_任务说明_:
改写网页摘录中从“其实也没有看上去那么难,对吧?”到“i = b ; i >= a ; --i)”的部分，把其中的“limit”全部换成“maxn”。

_网页摘录_:
________________

显然,1的优先级是大于2的,所以我们可以先找到所有的环,然后再找到所有的非环但有大于1条路径的点,然后再统计答案。
如何做呢?
首先我们要处理所有的环,把图编程connected DAG,这一步可以用tarjan来做,但是记住我们只dfs 1,如果1到不了的地方直接给0就行。然后重新建图
其次,我们对于情况2,统计从1可达的点的in degree,如果in[u] >= 2, 那么这个点就属于情况2、
最后如果不属于1或者2的,那么就属于是只有一条路径。
其实也没有看上去那么难,对吧?
代码
AC代码
#include <bits/stdc++.h>
using namespace std;
constexpr int limit = (5e5 + 5);//防止溢出
#define INF 0x3f3f3f3f
#define inf 0x3f3f3f3f3f3f3f
#define lowbit(i) i&(-i)//一步两步
#define EPS 1e-9
#define FASTIO ios::sync_with_stdio(false);cin.tie(0),cout.tie(0);
#define pi(a, b) pair<a,b>
#define rep(i, a, b) for(ll i = a; i <= b ; ++i)
#define per(i, a, b) for(ll i = b ; i >= a ; --i)
#define MOD 998244353
#define traverse(u) for(int i = head[u]; ~i ; i = edge[i].next)
#define FOPEN freopen("C:\\Users\\tiany\\CLionProjects\\akioi\\data.txt", "rt", stdin)
#define FOUT freopen("C:\\Users\\tiany\\CLionProjects\\akioi\\dabiao.txt", "wt", stdout)
typedef long long ll;
typedef unsigned long long ull;
char buf[1 << 23], *p1 = buf, *p2 = buf, obuf[1 << 23], *O = obuf;
inline ll read() {
#define getchar() (p1==p2&&(p2=(p1=buf)+fread(buf,1,1<<21,stdin),p1==p2)?EOF:*p1++)

________________

_记录列表_:
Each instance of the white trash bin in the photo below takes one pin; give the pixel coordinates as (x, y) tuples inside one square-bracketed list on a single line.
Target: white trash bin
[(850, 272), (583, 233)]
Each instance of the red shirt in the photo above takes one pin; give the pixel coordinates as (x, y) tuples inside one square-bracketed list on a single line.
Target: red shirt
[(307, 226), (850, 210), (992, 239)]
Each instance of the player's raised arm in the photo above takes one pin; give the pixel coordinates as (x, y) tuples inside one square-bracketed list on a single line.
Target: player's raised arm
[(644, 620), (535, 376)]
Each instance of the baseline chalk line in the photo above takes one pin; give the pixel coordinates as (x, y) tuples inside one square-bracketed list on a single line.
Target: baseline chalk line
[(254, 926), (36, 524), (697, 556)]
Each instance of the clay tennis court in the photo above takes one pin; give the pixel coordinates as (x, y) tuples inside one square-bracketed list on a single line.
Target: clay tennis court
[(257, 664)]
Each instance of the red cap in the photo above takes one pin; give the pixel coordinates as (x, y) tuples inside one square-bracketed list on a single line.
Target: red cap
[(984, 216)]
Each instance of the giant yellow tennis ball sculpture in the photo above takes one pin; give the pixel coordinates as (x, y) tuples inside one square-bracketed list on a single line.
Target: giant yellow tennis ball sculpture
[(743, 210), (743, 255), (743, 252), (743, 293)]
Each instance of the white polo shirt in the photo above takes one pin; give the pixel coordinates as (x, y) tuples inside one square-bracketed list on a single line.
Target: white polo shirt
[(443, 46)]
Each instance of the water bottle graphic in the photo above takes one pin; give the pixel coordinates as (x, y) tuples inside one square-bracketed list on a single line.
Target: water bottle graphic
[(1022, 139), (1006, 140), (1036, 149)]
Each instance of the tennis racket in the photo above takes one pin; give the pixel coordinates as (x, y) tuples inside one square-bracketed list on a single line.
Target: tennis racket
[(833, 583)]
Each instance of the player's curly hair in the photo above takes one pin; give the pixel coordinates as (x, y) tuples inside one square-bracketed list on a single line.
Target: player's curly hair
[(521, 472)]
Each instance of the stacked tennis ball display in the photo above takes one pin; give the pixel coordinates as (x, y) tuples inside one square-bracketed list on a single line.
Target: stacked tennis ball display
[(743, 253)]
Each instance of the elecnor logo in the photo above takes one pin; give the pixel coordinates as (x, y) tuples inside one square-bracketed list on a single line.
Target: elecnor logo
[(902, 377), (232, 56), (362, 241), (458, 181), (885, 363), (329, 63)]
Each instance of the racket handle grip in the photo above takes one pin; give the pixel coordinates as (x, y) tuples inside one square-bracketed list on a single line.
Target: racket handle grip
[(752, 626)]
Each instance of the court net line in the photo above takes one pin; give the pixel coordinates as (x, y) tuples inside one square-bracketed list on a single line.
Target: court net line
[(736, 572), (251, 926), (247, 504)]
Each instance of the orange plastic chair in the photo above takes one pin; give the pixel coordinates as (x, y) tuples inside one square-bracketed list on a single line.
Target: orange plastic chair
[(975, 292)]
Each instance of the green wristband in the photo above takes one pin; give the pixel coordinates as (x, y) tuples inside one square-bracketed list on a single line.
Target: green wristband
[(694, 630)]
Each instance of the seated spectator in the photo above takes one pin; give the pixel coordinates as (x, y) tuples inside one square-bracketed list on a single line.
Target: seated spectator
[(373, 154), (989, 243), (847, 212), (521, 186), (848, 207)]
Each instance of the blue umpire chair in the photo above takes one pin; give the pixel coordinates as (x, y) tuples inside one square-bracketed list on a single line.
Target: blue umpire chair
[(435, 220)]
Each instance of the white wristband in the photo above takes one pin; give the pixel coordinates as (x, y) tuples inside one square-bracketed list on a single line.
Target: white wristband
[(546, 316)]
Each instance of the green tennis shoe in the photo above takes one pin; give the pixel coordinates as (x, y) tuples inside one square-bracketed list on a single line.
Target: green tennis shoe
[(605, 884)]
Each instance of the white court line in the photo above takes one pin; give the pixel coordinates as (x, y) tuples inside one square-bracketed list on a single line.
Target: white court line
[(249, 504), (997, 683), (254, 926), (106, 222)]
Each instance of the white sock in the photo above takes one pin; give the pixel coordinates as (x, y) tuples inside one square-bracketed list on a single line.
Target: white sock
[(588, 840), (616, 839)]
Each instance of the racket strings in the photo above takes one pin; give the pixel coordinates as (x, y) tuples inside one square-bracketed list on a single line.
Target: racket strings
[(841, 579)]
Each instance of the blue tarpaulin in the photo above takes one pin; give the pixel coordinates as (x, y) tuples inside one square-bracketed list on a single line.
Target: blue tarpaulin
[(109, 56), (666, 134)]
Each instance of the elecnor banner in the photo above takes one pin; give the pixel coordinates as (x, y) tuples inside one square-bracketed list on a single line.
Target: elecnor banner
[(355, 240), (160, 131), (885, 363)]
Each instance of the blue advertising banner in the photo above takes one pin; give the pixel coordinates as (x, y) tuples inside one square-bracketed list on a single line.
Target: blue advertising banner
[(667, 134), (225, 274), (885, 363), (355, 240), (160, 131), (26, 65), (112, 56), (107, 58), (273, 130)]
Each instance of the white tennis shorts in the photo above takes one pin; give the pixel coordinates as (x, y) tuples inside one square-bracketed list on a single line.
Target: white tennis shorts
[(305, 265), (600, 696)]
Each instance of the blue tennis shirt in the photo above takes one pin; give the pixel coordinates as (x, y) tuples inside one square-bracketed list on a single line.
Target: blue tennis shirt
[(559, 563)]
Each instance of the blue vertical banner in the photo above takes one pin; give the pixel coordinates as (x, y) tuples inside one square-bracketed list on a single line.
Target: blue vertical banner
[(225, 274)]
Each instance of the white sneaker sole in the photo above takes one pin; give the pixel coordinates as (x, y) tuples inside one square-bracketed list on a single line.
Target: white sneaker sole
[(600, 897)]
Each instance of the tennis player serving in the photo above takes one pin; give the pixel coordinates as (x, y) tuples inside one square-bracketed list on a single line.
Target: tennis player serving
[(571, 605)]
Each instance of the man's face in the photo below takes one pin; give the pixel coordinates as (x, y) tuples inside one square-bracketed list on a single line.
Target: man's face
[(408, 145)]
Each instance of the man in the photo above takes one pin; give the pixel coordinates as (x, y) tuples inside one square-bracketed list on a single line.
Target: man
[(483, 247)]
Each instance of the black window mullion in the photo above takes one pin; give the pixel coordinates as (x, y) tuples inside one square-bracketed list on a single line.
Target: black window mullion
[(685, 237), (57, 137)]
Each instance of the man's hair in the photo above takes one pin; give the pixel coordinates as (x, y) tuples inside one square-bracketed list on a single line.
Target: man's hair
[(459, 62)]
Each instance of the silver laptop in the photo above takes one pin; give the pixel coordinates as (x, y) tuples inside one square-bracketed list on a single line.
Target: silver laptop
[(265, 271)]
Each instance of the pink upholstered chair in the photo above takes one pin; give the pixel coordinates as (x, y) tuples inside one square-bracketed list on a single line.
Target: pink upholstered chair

________________

_例题解答_:
其实也没有看上去那么难,对吧?
代码
AC代码
#include <bits/stdc++.h>
using namespace std;
constexpr int maxn = (5e5 + 5);//防止溢出
#define INF 0x3f3f3f3f
#define inf 0x3f3f3f3f3f3f3f
#define lowbit(i) i&(-i)//一步两步
#define EPS 1e-9
#define FASTIO ios::sync_with_stdio(false);cin.tie(0),cout.tie(0);
#define pi(a, b) pair<a,b>
#define rep(i, a, b) for(ll i = a; i <= b ; ++i)
#define per(i, a, b) for(ll i = b ; i >= a ; --i)